WHAT YOU SHOULD DO: Starting at the line that contains "Task: tag the narrow", copy each line through the final one exactly as written.

[Records of labeled points]
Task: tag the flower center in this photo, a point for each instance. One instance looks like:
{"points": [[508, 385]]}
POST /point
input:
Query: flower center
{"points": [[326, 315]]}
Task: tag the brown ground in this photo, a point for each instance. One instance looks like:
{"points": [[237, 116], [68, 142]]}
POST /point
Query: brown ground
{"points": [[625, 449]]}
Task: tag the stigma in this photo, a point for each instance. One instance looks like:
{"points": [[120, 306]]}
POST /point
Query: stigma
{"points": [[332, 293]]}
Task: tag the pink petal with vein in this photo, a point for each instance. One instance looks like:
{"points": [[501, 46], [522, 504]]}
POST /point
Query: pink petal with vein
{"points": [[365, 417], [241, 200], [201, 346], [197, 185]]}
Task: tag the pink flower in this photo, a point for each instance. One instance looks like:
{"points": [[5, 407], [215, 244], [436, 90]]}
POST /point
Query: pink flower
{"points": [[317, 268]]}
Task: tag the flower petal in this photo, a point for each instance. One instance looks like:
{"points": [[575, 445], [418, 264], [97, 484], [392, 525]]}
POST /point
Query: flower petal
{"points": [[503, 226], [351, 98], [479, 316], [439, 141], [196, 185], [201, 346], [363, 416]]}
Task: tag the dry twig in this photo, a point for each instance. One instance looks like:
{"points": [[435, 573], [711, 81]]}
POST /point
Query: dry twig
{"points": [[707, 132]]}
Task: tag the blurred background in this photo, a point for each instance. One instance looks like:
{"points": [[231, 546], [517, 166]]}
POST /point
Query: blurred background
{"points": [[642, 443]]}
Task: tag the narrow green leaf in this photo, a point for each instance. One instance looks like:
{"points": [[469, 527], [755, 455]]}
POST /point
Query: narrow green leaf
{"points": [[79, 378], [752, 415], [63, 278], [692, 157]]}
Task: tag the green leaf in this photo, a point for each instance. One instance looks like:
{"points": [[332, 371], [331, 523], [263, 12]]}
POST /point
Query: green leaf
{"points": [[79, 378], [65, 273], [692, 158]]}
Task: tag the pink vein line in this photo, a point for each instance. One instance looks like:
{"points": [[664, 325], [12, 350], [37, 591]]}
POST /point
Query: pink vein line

ANSWER FOR THE TASK:
Task: tag the narrow green leaf in this photo, a point for each instance. One instance looks like:
{"points": [[469, 527], [755, 455]]}
POST /point
Query: narrow green leaf
{"points": [[79, 378], [752, 415], [63, 278], [692, 157]]}
Task: tag the green leaf in this photo, a point for each instance. One instance looks like:
{"points": [[332, 371], [331, 523], [263, 12]]}
POST /point
Query: green leaf
{"points": [[79, 378], [65, 273], [692, 158]]}
Task: tag the pink vein line in this photo, a point for each instance. One instance looks like:
{"points": [[664, 325], [12, 350], [37, 591]]}
POST /point
Query: pink vein line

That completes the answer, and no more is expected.